If you believe in gun control and your boss doesn’t, could you be fired for airing your views? Can your supervisor listen in on your personal phone calls? Can a would-be employer demand genetic tests, then refuse to hire you if you’re at risk for health problems?

Chances are, you answered “no” to each question. So did a majority of workers surveyed in an exhaustive workers’ rights study commissioned recently by the AFL-CIO.

But the fact is that private employers can fire you for your political views. As for genetic testing, only six states have laws banning employers from requiring it. And federal law allows companies to monitor work-related phone calls, and to listen long enough to all calls to determine whether they’re about business.

“One of the most startling things we learned through this survey is that employees are vastly overestimating the protection they have on the job under the law,” CWA President Morton Bahr said. “Only through collective bargaining are we able to deal with the law’s many failings when it comes to workers’ rights.”

The survey, “Workers’ Rights in America: What Workers Think About Their Jobs and Employers,” was conducted by the research firm of Peter D. Hart. Researchers interviewed 1,792 workers across the country. They included 307 African Americans, 289 Latinos, 164 Asians, 210 high-tech workers and 320 union members.

Although respondents overestimated their job rights, two out of three said their rights at work need more protection. And nearly as many said they don’t trust their employers to treat them fairly.

Among the survey’s key findings:
  • 68 percent say it is “essential” or “very important” to protect the right of workers to join a union.
  • 56 percent say new laws are needed to hold corporations to a higher standard of responsibility in how they treat workers.
  • 47 percent of African Americans report job discrimination, along with 30 percent of Latinos and 24 percent of Asians.
  • 23 percent of women say they have been sexually harassed at work. Three-fourths of women say they face a “glass ceiling” that limits their advancement.
  • 57 percent — up 10 percentage points since a similar survey in 1996 — say management has too much power relative to workers.

● Study questions:
[A] Sum up the workers' rights article in two sentences.
[B] Copy the stretch of the workers' rights article from "Although respondents overestimated" through "join a union.".

[Dataset excerpts]
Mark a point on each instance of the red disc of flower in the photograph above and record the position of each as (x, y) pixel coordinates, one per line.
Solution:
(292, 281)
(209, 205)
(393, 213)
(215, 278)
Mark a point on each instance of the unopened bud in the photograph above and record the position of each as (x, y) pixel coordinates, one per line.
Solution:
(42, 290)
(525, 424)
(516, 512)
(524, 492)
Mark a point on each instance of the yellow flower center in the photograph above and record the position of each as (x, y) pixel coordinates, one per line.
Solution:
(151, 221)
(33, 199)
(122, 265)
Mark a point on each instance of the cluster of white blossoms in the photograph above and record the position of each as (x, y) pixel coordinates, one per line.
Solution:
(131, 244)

---

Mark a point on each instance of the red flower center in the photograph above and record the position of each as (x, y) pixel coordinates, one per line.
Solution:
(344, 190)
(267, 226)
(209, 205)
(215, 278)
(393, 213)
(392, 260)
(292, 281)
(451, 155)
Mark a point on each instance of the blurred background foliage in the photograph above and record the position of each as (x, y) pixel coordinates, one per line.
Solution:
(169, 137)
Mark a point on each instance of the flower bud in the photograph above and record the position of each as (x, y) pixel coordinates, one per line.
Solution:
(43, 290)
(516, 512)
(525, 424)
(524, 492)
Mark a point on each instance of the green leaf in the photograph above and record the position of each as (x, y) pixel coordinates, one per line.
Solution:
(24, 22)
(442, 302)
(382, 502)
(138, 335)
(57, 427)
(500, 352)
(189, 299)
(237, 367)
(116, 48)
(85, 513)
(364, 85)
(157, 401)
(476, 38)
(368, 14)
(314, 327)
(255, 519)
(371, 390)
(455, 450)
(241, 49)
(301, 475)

...

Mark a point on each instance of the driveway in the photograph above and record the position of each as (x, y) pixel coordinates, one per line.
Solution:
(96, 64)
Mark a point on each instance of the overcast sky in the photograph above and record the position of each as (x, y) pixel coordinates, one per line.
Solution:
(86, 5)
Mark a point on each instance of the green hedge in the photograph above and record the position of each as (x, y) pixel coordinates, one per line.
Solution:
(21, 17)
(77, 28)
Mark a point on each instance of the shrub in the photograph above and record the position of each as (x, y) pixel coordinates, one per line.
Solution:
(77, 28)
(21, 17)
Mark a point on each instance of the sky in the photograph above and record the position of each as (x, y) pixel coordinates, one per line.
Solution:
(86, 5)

● Solutions in order:
[A] A survey commissioned by the AFL-CIO found that workers greatly overestimate their legal protection on the job; for example, private employers can fire people for their political views. Even so, two out of three respondents said their rights at work need more protection, and many reported distrust of employers, job discrimination, and a belief that management has too much power.

[B]
Although respondents overestimated their job rights, two out of three said their rights at work need more protection. And nearly as many said they don’t trust their employers to treat them fairly.

Among the survey’s key findings:
  • 68 percent say it is “essential” or “very important” to protect the right of workers to join a union.